Segmentation mask data:
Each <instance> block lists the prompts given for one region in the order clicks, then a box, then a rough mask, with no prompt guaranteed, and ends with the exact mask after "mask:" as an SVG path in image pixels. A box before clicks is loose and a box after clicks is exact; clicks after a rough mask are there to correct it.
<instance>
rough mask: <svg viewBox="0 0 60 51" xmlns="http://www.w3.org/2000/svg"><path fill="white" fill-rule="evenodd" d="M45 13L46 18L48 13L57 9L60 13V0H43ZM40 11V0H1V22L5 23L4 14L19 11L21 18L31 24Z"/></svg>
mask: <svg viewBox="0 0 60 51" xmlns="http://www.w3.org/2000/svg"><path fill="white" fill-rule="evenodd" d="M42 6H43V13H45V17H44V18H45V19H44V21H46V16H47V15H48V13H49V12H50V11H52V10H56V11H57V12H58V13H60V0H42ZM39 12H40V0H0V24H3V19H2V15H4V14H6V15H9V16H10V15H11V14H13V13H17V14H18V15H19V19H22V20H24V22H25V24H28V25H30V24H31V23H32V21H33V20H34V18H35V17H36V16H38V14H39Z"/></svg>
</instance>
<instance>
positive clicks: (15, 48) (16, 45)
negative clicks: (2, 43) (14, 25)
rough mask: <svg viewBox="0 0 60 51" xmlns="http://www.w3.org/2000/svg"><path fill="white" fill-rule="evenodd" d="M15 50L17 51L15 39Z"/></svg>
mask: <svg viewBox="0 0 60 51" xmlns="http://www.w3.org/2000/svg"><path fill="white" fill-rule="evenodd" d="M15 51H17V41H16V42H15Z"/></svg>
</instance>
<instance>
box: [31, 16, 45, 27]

__WORK INSTRUCTION__
Review the entries above and return every line where "clicks" appears.

__SOLUTION TO THE PROBLEM__
Each <instance> block lists the prompts given for one region in the order clicks, then a box, then a rough mask, with no prompt guaranteed, and ends with the exact mask after "mask:" as an SVG path in image pixels. A box before clicks is loose and a box after clicks is exact; clicks after a rough mask are there to correct it.
positive clicks: (15, 48) (16, 45)
negative clicks: (2, 43) (14, 25)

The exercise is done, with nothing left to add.